▶ Exercise details:
Rewrite the data below, replacing every occurrence of "much obliged" with "grateful" and leaving everything else unchanged.

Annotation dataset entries
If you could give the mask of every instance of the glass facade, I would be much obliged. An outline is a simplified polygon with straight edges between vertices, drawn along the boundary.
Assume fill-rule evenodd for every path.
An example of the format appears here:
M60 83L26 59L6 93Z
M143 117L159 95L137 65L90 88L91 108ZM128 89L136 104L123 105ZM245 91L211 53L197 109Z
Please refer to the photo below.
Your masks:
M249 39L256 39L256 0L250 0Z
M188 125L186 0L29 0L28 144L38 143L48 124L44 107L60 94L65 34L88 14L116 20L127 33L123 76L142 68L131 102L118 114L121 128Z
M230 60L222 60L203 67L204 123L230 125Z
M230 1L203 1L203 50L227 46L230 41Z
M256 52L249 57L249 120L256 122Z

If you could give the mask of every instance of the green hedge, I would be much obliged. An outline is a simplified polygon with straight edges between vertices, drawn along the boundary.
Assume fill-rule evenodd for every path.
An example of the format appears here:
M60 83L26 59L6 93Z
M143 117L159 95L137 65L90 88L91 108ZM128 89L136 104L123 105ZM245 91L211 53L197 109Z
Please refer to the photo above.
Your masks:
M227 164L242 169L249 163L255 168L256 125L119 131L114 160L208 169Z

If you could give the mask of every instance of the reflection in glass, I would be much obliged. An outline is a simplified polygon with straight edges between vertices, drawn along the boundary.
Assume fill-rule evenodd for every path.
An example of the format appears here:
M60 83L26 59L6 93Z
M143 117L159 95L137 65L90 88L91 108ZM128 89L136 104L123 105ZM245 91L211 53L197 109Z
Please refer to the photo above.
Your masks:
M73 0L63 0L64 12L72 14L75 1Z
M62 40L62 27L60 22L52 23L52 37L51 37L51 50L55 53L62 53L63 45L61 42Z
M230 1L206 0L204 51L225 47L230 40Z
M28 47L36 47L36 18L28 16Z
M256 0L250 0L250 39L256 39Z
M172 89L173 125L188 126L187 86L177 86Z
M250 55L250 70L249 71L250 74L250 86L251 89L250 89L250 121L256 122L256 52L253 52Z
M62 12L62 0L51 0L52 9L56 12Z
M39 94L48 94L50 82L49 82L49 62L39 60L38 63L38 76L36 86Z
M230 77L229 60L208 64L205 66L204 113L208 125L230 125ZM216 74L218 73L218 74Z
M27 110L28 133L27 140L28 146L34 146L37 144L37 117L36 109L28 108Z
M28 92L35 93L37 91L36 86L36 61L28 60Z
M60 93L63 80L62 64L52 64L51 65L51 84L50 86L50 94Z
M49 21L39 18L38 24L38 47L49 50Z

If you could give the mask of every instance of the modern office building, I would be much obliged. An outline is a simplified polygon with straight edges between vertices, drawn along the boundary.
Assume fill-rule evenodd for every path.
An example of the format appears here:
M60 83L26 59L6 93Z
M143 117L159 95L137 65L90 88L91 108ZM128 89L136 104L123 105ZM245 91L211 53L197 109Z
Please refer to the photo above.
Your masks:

▶ Response:
If you could give the mask of every instance of the glass facade, I would be grateful. An outline is a simplified polygon with straight edges between vertices, drawn along the boundary.
Assume fill-rule evenodd for every path.
An example of the format appears here:
M60 83L26 59L6 93Z
M143 117L159 95L137 65L90 88L91 108ZM128 89L136 104L123 105ZM245 91L211 53L197 109Z
Please refer to the photo below.
Your masks:
M249 39L256 39L256 0L250 0Z
M188 125L186 0L29 0L28 144L38 143L48 124L44 107L60 94L65 34L88 14L116 20L127 33L123 76L142 68L131 102L118 114L121 128Z
M230 60L222 60L203 67L204 123L230 125Z
M230 1L203 1L203 50L227 46L230 41Z
M256 52L249 57L249 120L256 122Z

If you could give the mask of every instance of the green hedge, I would be grateful. An outline is a simplified polygon with straight edges between vertices, drawn along the boundary.
Assume fill-rule evenodd for every path.
An example of the format appears here:
M60 83L26 59L6 93Z
M143 117L159 95L137 65L90 88L91 108ZM128 89L136 104L123 105ZM245 91L211 53L197 109Z
Please refer to the photo above.
Your masks:
M227 164L242 169L249 163L255 168L256 125L119 131L114 160L208 169Z

If you could give the mask of every instance of the reflection in glass, I would be grateful. An outline is a simplified polygon with straight edges between vertices, drawn along the boundary.
Assume fill-rule evenodd for every path.
An example of the format appears here:
M60 83L26 59L6 93Z
M143 117L159 95L137 65L90 88L91 108ZM128 89L136 104L123 105ZM245 91L211 53L197 109Z
Please refer to the photo above.
Your masks:
M73 0L63 0L64 12L72 14L75 1Z
M62 40L62 27L60 22L52 23L52 37L51 37L51 50L55 53L62 53L63 45L61 42Z
M230 1L206 0L204 51L225 47L230 40Z
M28 47L36 47L36 18L28 16Z
M256 0L250 0L250 39L256 39Z
M172 89L173 125L188 126L187 86L177 86Z
M250 55L250 70L249 71L250 74L250 86L251 89L250 89L250 121L256 122L256 52L253 52Z
M62 12L62 0L51 0L52 9L56 12Z
M39 94L48 94L50 82L49 82L49 62L39 60L38 63L38 76L36 86Z
M230 77L229 60L208 64L205 66L204 113L208 125L230 125ZM216 74L218 73L218 74Z
M27 110L28 133L27 140L28 146L34 146L37 144L37 117L36 109L28 108Z
M28 92L35 93L37 91L36 86L36 61L28 60Z
M60 93L63 80L62 64L52 64L51 65L51 84L50 86L50 94Z
M49 21L39 18L38 24L38 47L49 50Z

If you could give the mask of every instance of the modern office building, I would be grateful. An outline is a simplified polygon with straight edges between vertices, drawn along the boundary.
Assume fill-rule evenodd for every path.
An example of the format appears here:
M60 83L26 59L6 93Z
M143 117L159 95L137 65L90 88L91 108ZM128 89L136 104L123 105ZM245 91L211 53L197 109Z
Please refer to the photo above.
Your masks:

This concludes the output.